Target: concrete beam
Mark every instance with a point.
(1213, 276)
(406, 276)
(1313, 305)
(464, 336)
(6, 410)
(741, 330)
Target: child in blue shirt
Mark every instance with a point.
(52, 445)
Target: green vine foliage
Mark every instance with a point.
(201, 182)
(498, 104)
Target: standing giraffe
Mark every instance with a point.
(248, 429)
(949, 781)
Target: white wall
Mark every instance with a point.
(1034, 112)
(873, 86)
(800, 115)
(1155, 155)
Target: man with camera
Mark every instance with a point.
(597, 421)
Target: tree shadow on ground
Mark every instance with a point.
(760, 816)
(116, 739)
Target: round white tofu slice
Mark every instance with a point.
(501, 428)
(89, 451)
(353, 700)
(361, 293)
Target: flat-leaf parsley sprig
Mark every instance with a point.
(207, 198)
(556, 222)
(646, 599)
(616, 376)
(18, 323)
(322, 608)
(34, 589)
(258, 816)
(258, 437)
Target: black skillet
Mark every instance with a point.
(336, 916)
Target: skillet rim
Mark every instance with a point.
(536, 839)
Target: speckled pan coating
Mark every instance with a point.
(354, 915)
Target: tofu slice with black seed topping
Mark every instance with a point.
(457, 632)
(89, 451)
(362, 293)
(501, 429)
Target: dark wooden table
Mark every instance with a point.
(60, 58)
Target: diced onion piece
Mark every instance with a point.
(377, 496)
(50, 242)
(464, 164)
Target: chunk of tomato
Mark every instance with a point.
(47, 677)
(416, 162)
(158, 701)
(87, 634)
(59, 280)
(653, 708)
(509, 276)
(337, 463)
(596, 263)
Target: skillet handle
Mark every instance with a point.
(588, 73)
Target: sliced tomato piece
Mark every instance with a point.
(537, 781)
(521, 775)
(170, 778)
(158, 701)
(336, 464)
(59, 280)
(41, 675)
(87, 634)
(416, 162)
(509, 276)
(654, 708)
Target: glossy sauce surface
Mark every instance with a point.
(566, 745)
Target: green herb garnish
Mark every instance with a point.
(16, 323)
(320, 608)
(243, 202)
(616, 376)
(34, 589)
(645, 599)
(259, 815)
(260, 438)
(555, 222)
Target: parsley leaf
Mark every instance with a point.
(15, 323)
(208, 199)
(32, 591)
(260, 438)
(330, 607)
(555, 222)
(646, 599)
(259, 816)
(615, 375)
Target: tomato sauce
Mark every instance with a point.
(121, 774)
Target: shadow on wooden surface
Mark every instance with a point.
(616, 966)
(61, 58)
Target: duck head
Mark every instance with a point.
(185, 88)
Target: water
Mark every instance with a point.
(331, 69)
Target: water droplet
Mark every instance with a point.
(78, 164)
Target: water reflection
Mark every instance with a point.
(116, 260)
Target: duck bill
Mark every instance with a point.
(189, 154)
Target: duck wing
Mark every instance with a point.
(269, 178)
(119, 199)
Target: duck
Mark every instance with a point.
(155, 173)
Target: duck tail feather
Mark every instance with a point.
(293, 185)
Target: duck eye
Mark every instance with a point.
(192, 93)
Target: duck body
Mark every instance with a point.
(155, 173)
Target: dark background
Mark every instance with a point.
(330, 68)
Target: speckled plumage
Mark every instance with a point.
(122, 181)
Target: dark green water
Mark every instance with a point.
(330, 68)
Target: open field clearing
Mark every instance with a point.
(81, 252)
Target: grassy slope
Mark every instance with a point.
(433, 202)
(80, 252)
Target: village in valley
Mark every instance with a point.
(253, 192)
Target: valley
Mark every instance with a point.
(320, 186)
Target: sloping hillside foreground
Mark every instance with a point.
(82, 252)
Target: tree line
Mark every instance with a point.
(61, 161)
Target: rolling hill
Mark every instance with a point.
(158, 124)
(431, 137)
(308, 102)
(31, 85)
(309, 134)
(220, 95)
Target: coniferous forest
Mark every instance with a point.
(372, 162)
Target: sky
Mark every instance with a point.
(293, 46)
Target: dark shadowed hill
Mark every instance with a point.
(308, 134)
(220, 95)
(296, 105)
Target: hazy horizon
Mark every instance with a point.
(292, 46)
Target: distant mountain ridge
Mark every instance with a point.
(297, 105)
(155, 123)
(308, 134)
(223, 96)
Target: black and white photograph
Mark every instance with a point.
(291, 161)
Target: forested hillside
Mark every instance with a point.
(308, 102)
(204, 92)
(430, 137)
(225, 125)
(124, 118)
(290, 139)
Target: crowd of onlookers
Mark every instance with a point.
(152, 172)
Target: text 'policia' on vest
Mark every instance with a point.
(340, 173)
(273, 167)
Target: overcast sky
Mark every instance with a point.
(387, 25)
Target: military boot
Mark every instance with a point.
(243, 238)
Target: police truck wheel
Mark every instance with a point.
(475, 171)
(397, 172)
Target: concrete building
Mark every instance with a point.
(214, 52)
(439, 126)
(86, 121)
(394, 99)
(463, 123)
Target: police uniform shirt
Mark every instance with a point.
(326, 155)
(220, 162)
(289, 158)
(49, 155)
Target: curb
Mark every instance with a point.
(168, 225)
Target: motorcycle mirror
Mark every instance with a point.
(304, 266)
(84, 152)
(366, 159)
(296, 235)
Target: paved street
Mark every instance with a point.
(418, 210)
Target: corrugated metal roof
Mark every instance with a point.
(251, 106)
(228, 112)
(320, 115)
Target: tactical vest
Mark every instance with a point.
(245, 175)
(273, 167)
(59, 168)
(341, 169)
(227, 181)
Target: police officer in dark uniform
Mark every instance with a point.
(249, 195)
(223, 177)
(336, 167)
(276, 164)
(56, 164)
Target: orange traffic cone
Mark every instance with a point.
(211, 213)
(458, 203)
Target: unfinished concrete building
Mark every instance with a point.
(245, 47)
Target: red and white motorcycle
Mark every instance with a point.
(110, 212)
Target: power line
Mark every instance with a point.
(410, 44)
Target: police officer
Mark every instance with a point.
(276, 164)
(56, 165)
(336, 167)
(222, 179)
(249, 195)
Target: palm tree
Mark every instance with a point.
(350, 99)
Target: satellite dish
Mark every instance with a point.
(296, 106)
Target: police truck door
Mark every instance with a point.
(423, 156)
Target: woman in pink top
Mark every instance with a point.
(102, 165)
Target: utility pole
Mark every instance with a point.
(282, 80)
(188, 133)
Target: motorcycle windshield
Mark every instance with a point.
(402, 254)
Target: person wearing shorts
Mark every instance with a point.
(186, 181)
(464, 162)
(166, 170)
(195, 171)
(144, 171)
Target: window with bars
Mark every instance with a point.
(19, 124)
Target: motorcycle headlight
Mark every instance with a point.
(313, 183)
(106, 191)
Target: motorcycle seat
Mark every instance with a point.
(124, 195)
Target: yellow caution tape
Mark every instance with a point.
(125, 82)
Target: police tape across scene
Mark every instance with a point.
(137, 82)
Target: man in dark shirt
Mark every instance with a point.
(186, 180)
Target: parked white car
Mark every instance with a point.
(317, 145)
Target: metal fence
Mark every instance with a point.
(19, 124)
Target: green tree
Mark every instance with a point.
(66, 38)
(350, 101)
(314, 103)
++++++++++
Problem description ::
Lines from the start of the material through the line containing "Target: standing giraffe" are wanted. Write them out exactly.

Response to the exercise ::
Target: concrete beam
Mark every instance with a point.
(1213, 276)
(406, 276)
(1313, 305)
(464, 336)
(6, 410)
(741, 330)
Target: child in blue shirt
Mark every instance with a point.
(52, 445)
Target: green vine foliage
Mark every instance with a point.
(201, 182)
(498, 104)
Target: standing giraffe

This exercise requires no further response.